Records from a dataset
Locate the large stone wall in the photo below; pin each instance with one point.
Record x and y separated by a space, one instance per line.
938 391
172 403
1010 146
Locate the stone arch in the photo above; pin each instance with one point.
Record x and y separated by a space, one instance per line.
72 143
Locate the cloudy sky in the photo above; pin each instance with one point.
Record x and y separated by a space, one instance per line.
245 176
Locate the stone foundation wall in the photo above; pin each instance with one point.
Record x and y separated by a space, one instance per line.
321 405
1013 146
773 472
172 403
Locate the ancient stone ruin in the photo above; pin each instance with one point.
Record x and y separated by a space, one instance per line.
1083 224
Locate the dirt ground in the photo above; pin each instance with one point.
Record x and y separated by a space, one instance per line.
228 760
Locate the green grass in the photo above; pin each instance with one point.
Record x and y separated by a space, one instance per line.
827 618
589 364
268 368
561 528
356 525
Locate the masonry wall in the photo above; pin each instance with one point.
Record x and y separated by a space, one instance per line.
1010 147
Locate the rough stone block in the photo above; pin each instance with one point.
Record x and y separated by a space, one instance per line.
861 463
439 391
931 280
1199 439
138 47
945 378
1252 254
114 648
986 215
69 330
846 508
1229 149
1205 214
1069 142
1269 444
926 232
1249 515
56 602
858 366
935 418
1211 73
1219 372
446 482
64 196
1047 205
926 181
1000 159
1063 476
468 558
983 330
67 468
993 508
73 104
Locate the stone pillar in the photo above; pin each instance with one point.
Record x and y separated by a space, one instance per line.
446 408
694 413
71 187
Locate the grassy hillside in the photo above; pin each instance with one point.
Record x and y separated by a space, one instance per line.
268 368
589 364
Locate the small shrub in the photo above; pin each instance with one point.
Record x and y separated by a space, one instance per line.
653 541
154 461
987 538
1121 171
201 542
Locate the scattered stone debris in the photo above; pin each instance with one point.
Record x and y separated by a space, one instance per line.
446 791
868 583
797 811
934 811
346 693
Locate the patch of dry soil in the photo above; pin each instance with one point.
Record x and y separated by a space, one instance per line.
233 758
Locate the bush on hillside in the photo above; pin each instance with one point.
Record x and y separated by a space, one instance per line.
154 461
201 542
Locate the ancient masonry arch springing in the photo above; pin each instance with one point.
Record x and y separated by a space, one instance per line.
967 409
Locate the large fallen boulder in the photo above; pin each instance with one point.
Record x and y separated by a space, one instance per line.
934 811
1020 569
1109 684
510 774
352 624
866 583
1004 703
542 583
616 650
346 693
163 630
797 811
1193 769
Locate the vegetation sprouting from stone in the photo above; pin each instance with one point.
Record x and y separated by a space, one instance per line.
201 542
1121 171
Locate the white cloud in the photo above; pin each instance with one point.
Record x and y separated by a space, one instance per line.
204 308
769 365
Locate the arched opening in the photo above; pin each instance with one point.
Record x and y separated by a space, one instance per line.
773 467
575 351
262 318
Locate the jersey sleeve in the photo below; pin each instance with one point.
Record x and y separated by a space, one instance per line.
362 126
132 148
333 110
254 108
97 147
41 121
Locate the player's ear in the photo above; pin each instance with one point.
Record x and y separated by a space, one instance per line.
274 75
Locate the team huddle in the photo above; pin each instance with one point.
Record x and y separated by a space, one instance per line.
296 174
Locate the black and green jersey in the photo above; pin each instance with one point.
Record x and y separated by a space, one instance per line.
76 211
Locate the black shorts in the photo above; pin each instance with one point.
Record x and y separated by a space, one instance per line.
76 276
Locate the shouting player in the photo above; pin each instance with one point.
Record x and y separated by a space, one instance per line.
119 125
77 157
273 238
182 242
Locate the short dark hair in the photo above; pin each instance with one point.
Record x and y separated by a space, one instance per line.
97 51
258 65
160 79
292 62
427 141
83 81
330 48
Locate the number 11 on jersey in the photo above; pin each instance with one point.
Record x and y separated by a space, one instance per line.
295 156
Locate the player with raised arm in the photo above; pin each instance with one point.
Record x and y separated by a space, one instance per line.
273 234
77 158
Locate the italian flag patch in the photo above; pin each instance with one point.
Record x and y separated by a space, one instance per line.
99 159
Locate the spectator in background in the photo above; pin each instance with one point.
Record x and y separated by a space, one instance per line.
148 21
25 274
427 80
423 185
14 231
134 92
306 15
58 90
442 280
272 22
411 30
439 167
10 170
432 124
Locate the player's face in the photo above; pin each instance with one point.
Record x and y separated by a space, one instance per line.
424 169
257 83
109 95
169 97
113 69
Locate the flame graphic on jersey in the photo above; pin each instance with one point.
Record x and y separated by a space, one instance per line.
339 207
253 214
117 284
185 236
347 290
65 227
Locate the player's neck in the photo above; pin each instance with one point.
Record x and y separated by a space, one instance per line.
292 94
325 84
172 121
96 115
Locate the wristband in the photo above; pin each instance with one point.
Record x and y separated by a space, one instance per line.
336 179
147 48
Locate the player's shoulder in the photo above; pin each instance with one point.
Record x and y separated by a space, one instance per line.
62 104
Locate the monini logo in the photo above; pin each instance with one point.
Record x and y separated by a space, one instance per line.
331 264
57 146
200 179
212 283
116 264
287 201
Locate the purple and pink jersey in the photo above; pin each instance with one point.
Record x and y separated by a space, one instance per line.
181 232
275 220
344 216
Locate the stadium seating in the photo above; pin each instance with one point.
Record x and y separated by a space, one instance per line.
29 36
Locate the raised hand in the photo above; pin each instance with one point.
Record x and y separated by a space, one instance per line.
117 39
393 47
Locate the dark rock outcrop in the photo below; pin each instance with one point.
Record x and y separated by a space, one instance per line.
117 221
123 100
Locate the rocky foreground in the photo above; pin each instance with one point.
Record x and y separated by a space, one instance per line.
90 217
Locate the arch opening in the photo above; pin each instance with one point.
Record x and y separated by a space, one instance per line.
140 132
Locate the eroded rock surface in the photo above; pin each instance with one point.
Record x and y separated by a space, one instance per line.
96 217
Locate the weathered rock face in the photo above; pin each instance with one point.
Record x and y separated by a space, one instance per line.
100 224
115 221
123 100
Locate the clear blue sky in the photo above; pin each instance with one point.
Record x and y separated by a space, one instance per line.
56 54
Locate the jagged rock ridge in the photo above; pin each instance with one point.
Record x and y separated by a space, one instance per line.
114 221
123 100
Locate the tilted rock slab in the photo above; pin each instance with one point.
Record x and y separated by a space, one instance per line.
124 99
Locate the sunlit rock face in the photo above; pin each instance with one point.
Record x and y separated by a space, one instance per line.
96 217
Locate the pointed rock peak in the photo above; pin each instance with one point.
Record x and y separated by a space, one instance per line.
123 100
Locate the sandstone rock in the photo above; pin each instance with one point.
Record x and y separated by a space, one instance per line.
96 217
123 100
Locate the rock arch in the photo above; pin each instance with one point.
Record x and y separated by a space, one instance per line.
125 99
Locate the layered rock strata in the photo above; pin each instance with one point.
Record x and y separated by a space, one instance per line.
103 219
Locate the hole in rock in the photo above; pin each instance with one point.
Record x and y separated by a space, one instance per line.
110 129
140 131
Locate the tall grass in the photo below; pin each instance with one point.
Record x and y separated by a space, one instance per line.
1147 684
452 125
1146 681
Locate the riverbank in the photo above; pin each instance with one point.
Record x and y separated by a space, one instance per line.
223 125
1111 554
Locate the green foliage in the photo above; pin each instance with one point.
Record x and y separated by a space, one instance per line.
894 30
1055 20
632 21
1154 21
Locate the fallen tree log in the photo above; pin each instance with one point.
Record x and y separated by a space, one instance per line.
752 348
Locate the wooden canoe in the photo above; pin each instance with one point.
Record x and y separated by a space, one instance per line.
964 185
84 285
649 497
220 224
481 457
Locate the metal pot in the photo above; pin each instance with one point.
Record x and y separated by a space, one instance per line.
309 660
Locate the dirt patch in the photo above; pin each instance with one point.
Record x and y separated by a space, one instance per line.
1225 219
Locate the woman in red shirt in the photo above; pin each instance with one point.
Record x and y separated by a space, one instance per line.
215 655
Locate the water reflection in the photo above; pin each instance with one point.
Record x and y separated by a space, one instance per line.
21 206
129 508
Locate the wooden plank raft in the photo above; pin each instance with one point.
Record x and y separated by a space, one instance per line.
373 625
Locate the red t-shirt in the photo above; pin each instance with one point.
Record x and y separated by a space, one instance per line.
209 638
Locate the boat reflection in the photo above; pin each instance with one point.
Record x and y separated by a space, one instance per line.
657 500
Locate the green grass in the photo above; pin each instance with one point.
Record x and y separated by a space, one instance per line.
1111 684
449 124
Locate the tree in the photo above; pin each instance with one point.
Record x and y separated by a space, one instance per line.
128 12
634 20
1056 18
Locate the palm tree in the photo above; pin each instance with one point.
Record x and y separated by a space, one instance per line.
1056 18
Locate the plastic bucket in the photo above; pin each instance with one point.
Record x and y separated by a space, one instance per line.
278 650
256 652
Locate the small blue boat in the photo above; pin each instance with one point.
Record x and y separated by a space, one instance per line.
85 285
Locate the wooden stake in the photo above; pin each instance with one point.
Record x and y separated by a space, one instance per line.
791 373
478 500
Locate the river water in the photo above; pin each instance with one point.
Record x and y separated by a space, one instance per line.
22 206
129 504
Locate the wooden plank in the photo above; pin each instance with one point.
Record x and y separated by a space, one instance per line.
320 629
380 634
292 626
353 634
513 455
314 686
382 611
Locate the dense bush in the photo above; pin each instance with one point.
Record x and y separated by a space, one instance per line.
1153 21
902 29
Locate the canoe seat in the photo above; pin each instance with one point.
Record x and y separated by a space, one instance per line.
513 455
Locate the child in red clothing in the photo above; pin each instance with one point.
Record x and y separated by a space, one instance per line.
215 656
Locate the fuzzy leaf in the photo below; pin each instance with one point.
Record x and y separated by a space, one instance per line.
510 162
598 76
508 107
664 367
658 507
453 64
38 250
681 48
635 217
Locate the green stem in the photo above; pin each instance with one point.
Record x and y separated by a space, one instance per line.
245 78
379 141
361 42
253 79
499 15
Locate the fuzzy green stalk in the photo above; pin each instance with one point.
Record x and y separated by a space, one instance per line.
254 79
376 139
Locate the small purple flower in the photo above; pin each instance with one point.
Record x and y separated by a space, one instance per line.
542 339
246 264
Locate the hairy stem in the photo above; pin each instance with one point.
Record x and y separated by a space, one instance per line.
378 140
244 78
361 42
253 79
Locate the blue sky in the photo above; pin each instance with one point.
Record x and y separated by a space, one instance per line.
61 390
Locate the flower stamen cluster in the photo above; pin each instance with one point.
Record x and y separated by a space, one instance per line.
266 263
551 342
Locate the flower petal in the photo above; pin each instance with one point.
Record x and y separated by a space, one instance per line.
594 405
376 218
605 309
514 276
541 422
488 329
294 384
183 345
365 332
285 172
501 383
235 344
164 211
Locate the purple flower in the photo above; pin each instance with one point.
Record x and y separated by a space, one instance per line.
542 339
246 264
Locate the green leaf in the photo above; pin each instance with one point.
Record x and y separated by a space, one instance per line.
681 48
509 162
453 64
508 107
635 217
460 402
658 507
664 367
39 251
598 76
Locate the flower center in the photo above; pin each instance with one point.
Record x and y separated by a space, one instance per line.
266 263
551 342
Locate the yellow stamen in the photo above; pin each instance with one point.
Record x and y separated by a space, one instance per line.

WORK ORDER: Above are the records. Print exactly, and only, the lines from the line with "Locate the grassy" to the line with "Locate the large fallen", both inclusive.

SOLUTION TO THIS PROBLEM:
Locate the grassy hillside in the photo above; pin each instance with one point.
Record x and y separated by a space, one instance per line.
268 368
589 364
Locate the small shrub in the photo above; pin each instance with one point.
Record x and y separated by a space, one instance per line.
653 541
154 461
987 538
1121 171
201 542
Locate the scattered stone debris in the photo above; pin each instance with one point.
Record x and y separated by a space, one instance per line.
446 791
868 583
797 811
934 811
346 693
Locate the patch of dry soil in the photo above; pin each instance with one point.
Record x and y separated by a space, one instance per line.
233 758
Locate the bush on hillside in the photo above; pin each instance with one point.
Record x and y separated by a space, one instance per line.
154 461
201 542
Locate the ancient masonry arch springing in the photo above; pin each instance with one point.
Record x and y separated by a space, one instance per line.
967 409
Locate the large fallen boulder in the photo above; pin each instance with one point.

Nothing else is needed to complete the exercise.